=== Your task ===
The entries below need to be written out exactly, with no pictures included.

=== Records provided ===
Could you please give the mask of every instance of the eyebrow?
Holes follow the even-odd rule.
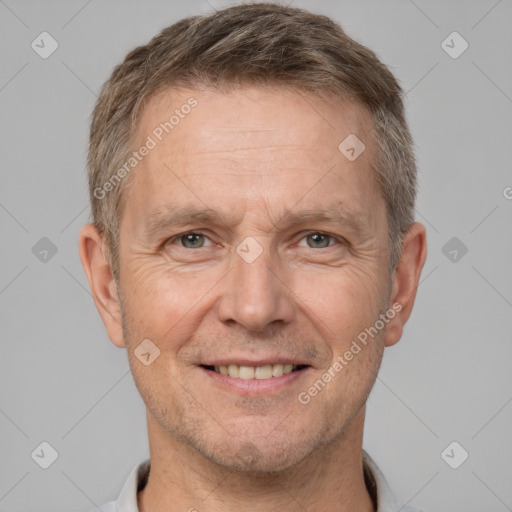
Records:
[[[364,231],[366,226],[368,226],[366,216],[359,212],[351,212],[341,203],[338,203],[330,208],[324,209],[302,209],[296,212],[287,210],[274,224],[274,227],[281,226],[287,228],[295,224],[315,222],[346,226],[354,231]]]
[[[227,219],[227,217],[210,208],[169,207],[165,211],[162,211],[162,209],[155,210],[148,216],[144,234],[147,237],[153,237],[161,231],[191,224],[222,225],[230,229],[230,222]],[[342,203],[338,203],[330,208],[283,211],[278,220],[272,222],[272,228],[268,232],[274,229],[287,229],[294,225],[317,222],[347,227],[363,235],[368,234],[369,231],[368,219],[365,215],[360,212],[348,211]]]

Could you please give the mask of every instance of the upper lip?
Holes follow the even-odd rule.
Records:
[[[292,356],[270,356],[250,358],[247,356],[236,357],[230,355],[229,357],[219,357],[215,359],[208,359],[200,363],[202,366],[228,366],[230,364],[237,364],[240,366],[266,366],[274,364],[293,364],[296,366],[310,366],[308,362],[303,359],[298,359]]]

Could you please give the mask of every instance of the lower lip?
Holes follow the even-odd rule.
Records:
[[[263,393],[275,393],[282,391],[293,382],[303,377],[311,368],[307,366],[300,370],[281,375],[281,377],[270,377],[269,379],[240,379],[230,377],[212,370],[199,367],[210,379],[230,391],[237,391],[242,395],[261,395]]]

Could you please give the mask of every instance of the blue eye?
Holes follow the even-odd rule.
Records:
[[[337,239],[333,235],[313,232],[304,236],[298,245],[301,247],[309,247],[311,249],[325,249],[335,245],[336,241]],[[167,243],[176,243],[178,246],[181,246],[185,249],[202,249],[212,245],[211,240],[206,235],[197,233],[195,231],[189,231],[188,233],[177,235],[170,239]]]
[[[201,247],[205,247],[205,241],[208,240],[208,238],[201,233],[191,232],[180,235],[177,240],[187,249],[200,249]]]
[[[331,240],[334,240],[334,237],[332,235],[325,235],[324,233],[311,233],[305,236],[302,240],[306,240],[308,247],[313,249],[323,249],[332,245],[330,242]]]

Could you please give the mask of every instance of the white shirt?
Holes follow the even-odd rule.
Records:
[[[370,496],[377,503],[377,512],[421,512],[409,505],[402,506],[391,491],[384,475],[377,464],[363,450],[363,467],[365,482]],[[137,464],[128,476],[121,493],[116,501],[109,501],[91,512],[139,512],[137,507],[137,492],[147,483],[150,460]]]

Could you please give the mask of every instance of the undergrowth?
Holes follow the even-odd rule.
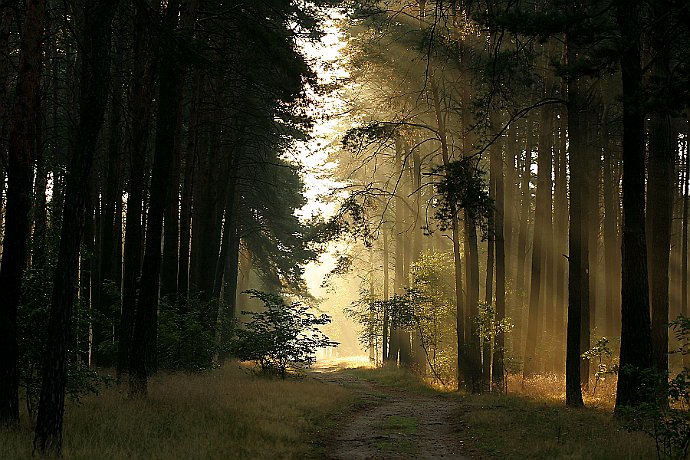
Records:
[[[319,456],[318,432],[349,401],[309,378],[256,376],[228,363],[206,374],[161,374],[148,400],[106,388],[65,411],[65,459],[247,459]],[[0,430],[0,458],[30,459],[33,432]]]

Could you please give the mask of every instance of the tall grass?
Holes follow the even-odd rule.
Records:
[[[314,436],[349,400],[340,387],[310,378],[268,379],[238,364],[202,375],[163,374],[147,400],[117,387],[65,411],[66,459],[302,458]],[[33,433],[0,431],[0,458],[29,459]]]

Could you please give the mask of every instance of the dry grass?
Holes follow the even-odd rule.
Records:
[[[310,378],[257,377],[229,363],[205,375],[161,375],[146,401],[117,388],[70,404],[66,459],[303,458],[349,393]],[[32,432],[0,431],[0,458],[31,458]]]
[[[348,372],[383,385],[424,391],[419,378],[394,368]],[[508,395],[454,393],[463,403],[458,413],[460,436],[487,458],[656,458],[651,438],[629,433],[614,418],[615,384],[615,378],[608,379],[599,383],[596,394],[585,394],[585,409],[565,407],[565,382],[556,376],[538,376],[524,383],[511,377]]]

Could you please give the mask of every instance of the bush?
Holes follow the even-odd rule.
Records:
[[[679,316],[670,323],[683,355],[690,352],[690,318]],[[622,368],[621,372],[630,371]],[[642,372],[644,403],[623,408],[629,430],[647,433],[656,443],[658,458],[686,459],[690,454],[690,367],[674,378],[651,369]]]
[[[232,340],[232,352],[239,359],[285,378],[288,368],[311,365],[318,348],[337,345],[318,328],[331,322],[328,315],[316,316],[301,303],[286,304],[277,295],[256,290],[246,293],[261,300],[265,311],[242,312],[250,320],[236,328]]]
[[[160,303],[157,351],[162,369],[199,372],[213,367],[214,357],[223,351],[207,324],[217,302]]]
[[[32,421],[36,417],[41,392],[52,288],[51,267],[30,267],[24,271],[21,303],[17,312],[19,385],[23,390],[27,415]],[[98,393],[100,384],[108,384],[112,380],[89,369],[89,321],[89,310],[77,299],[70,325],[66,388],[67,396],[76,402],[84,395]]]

=== Task solution ===
Could you please give the mask of every instance of the eyebrow?
Holes follow the even-odd rule.
Records:
[[[364,231],[366,226],[368,226],[366,216],[359,212],[351,212],[341,203],[338,203],[330,208],[324,209],[302,209],[296,212],[287,210],[274,224],[274,227],[281,226],[287,228],[295,224],[315,222],[346,226],[354,231]]]
[[[227,219],[227,217],[210,208],[169,207],[165,211],[162,211],[162,209],[155,210],[148,216],[144,234],[147,237],[153,237],[161,231],[191,224],[222,225],[230,229],[230,222]],[[342,203],[338,203],[330,208],[283,211],[278,220],[272,222],[272,228],[268,232],[274,229],[287,229],[294,225],[317,222],[347,227],[363,235],[368,234],[369,231],[368,219],[365,215],[360,212],[348,211]]]

Could you please give the mask of every instance of the upper lip?
Holes follow the even-odd rule.
Records:
[[[292,356],[270,356],[250,358],[247,356],[236,357],[230,355],[229,357],[219,357],[215,359],[208,359],[200,363],[202,366],[228,366],[230,364],[237,364],[240,366],[266,366],[274,364],[293,364],[296,366],[310,366],[308,362],[303,359],[298,359]]]

Could you please give the mask of every instance of the lower lip?
Holes follow the even-odd rule.
Records:
[[[263,393],[275,393],[282,391],[293,382],[303,377],[311,368],[307,366],[300,370],[281,375],[281,377],[270,377],[269,379],[240,379],[230,377],[212,370],[199,367],[210,379],[230,391],[237,391],[242,395],[261,395]]]

Could you please give the mask of every instance of the blue eye?
Holes follow the even-odd rule.
Records:
[[[337,239],[333,235],[313,232],[304,236],[298,245],[301,247],[309,247],[311,249],[325,249],[335,245],[336,241]],[[167,243],[176,243],[178,246],[181,246],[185,249],[202,249],[212,245],[211,240],[206,235],[197,233],[195,231],[189,231],[188,233],[177,235],[170,239]]]
[[[201,247],[205,247],[205,241],[208,240],[208,238],[201,233],[191,232],[180,235],[177,240],[187,249],[200,249]]]
[[[331,240],[334,240],[334,237],[332,235],[325,235],[324,233],[311,233],[305,236],[302,240],[306,240],[308,247],[313,249],[323,249],[332,245],[330,242]]]

Could you please give the mask of every instance of the white shirt?
Holes follow the even-odd rule.
Records:
[[[370,496],[377,503],[377,512],[421,512],[409,505],[402,506],[391,491],[384,475],[377,464],[363,450],[363,467],[365,482]],[[137,464],[128,476],[121,493],[116,501],[109,501],[91,512],[139,512],[137,507],[137,492],[147,483],[150,460]]]

Could you please give the mask of every instance of the undergrowth?
Holes follow the even-odd rule.
Records:
[[[319,456],[318,432],[349,401],[309,378],[256,376],[228,363],[206,374],[161,374],[148,400],[106,388],[65,411],[65,459],[247,459]],[[0,430],[0,458],[30,459],[33,432]]]

Could you please give the mask of every instance of the tall grass?
Holes follow the even-odd rule.
Records:
[[[314,436],[349,400],[340,387],[310,378],[268,379],[238,364],[202,375],[163,374],[147,400],[117,387],[65,411],[66,459],[302,458]],[[33,433],[0,431],[0,458],[29,459]]]

Could you please give the mask of every instance of the dry grass?
Holes follow the even-odd rule.
Records:
[[[310,378],[257,377],[229,363],[205,375],[161,375],[146,401],[117,388],[70,404],[66,459],[303,458],[349,393]],[[32,432],[0,431],[0,458],[31,458]]]
[[[348,372],[383,385],[424,391],[419,378],[394,368]],[[508,395],[454,393],[463,403],[458,413],[460,436],[487,458],[656,458],[651,438],[629,433],[614,418],[615,384],[615,378],[608,379],[599,383],[596,394],[585,394],[585,409],[565,407],[565,382],[556,376],[538,376],[524,383],[511,377]]]

Could you please give the mask of every instance of the bush?
Holes follow the even-odd rule.
Records:
[[[679,316],[670,323],[683,355],[690,352],[690,318]],[[622,368],[621,372],[630,371]],[[642,372],[644,403],[623,408],[629,430],[647,433],[656,443],[658,458],[686,459],[690,454],[690,367],[674,378],[651,369]]]
[[[232,340],[232,352],[239,359],[285,378],[288,368],[311,365],[318,348],[337,345],[318,328],[331,322],[328,315],[316,316],[301,303],[286,304],[277,295],[256,290],[246,293],[261,300],[265,311],[242,312],[250,320],[236,328]]]
[[[160,303],[157,351],[162,369],[199,372],[213,367],[214,357],[223,351],[207,324],[217,302]]]
[[[32,421],[36,417],[41,392],[52,288],[51,267],[30,267],[24,271],[21,303],[17,312],[19,385],[23,390],[27,415]],[[98,393],[100,384],[108,384],[112,380],[89,369],[89,321],[89,310],[77,299],[70,325],[66,388],[67,396],[76,402],[84,395]]]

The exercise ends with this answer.